Quote the whole listing below word for word, leaving out the pictures.

Object position labeling entries
════════════════
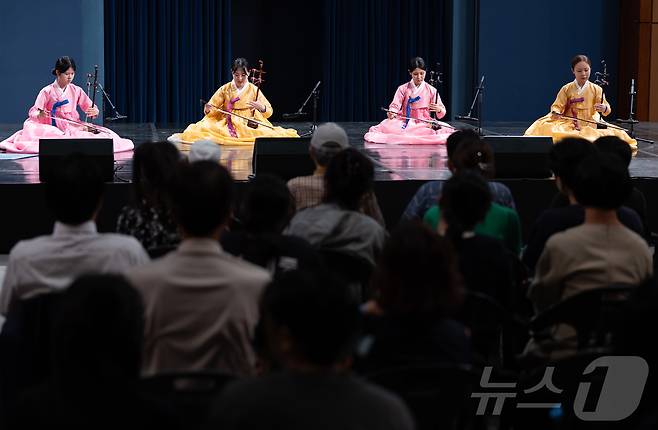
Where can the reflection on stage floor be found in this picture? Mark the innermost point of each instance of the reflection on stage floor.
(392, 162)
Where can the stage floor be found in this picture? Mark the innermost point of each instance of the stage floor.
(392, 162)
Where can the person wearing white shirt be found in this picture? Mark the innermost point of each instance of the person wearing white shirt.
(201, 303)
(75, 247)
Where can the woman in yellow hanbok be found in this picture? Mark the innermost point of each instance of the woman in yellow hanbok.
(243, 98)
(580, 99)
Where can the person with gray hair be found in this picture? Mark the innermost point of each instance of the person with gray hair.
(327, 140)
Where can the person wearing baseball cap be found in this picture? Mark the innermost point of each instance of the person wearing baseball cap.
(327, 140)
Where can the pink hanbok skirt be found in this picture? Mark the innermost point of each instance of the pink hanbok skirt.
(26, 141)
(416, 133)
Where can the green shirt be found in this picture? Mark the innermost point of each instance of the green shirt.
(500, 222)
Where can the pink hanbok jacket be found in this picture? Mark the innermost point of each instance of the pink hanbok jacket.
(59, 104)
(413, 102)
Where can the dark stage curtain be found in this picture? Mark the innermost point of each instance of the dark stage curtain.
(162, 56)
(367, 48)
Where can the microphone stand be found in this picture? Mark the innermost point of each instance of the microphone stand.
(632, 121)
(315, 93)
(479, 95)
(117, 115)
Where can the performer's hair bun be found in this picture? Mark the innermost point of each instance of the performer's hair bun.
(63, 64)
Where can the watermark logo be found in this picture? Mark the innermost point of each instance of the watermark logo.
(619, 397)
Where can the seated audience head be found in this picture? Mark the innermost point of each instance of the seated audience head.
(204, 150)
(565, 156)
(267, 205)
(472, 153)
(348, 178)
(464, 201)
(75, 190)
(154, 173)
(310, 321)
(98, 333)
(327, 140)
(602, 181)
(417, 275)
(202, 197)
(615, 145)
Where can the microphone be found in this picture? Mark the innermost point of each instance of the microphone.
(293, 115)
(115, 117)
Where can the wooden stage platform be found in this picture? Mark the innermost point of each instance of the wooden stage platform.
(400, 170)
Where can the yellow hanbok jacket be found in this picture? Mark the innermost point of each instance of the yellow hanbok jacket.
(579, 103)
(231, 130)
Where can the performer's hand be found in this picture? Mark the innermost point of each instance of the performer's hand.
(600, 107)
(92, 112)
(435, 107)
(258, 106)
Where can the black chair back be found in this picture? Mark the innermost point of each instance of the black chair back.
(594, 314)
(437, 395)
(191, 394)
════════════════
**Response below:**
Where can the reflection on stage floor be found in this picture? Mark the innermost point of each instance of the reflection on stage floor.
(392, 162)
Where can the stage floor be found in this picture? Mark the innermost point of each instance of the stage floor.
(392, 162)
Where can the person wearing white shirt be found in this picture? Mark the innermost point of each instance of the person wearing white shirt.
(201, 303)
(75, 247)
Where can the woman in yellow hanbok be found in this picture? Mark the innermost point of each instance of the woman in yellow hanbok.
(243, 98)
(580, 99)
Where can the person with gray hair be found in this picture? Mark the innermost point of each instance of the person with gray hair.
(327, 140)
Where can the person wearing baseball cap be found in this picture? Mark the innermost point of each instance of the person wearing baseball cap.
(327, 140)
Where can the pink hanbok skirt be found in this picture? Mark the innermost point of each instance of the pink hanbok skirt.
(26, 141)
(416, 133)
Where can the green shirt be found in this picture? Mark the innermost point of each instance of the green shirt.
(500, 222)
Where can the pink hanbok jacket be found in this picture? Mark the innermost point of each instance of the pink hanbok jacket.
(59, 104)
(413, 102)
Where can the dark stage curtain be found in this picture? Mark the innermost point of each instance of the dark stage curtain.
(162, 56)
(367, 48)
Where can the microphone stand be found in this picture? Mark the innermost point of each instance of the microphone stand.
(632, 121)
(315, 93)
(479, 95)
(117, 115)
Where can the performer's hair bun be found in this picture? Mark the innermost point of each instance of the performer's hair bun.
(63, 64)
Where can the watermark logo be found in this picture? Mark the innermost point of each instance of the watermark logo.
(619, 397)
Where can the seated audience head be found in this picture? Mark the innermost point of each instance of the seated audience head.
(204, 150)
(565, 156)
(267, 205)
(472, 153)
(348, 178)
(464, 201)
(75, 190)
(154, 173)
(310, 321)
(98, 333)
(327, 140)
(602, 181)
(417, 275)
(202, 197)
(615, 145)
Where can the microphone be found in this picture? Mark the innermost point of each instance of the microphone.
(293, 115)
(115, 117)
Where can the wooden stage platform be found in this picture? Mark the innermost point of each instance of the wooden stage platform.
(400, 170)
Where can the yellow hanbok jacket be found in this picture? Mark the innermost point of each instance of the yellow hanbok jacket.
(579, 103)
(231, 130)
Where can the performer's hand be found in this picture? Mark the innermost point of each instance of the performer's hand.
(600, 107)
(92, 112)
(435, 107)
(258, 106)
Where can the black chair back be found in this picture? Mark the innermost point of each instance of the black chair back.
(594, 314)
(437, 395)
(191, 394)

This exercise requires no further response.